** AIM OF THE TASK **
Give back an exact copy of the lines in the records below, from the line that has "object: chair leg" through the line that has "object: grass", and nothing besides.

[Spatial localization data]
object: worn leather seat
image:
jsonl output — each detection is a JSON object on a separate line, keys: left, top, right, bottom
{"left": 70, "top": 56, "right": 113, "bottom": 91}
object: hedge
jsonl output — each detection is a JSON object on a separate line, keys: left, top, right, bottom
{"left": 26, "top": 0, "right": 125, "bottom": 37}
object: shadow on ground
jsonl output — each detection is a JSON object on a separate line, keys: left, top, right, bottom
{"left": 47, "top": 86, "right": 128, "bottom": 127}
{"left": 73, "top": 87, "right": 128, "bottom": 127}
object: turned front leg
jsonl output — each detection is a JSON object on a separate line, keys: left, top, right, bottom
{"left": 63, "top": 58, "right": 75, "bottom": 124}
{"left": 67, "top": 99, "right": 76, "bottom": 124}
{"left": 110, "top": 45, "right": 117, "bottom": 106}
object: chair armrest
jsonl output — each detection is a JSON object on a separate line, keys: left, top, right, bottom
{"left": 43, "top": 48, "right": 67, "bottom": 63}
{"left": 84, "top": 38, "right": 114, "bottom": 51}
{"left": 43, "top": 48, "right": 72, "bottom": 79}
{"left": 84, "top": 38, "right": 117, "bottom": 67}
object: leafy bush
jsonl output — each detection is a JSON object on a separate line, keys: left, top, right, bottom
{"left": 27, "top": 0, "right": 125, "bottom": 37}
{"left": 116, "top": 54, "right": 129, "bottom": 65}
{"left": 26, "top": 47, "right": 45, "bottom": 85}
...
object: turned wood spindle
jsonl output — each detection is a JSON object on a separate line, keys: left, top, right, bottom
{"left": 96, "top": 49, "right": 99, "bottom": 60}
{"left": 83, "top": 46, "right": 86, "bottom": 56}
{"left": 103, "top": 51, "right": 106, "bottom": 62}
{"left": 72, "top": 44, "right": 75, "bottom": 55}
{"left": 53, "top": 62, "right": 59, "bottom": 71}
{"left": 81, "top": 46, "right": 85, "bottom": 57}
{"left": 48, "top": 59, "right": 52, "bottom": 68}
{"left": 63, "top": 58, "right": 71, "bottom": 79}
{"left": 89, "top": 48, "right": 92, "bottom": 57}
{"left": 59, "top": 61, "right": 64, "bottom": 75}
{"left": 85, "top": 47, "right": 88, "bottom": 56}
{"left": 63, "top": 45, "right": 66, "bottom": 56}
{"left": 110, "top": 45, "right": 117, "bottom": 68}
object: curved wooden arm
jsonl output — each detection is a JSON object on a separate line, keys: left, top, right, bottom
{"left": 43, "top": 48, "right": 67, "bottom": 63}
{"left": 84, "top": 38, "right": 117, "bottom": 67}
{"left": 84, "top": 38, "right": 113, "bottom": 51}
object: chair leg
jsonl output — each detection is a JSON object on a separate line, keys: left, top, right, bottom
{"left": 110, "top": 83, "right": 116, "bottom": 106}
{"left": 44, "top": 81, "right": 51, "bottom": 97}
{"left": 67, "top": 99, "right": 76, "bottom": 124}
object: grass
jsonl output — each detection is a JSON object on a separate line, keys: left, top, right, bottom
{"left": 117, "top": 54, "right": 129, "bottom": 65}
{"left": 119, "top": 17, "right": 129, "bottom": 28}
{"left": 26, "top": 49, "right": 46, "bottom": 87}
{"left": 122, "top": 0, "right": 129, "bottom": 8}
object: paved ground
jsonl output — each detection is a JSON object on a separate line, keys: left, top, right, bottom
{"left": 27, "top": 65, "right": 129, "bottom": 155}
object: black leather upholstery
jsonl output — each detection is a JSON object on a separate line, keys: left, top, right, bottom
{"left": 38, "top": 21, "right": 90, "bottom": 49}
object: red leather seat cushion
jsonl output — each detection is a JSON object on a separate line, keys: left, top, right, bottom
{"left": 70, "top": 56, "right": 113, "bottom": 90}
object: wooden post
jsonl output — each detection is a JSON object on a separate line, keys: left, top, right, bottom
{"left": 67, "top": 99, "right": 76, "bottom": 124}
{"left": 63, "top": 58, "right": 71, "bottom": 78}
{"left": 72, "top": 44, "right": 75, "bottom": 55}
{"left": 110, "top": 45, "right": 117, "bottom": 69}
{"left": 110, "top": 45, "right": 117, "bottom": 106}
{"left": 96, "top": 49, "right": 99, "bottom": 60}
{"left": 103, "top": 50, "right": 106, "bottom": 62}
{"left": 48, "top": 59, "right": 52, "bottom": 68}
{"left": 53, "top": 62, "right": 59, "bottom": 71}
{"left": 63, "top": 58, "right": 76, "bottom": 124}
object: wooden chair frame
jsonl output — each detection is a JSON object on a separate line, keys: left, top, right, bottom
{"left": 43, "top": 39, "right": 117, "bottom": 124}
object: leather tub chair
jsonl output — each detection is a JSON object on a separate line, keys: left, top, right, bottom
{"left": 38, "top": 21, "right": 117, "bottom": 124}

** TASK OUTPUT **
object: chair leg
jsonl output — each detection is a JSON object on a separate line, keys: left, top, right, bottom
{"left": 110, "top": 83, "right": 116, "bottom": 106}
{"left": 44, "top": 81, "right": 51, "bottom": 97}
{"left": 67, "top": 99, "right": 76, "bottom": 124}
object: grass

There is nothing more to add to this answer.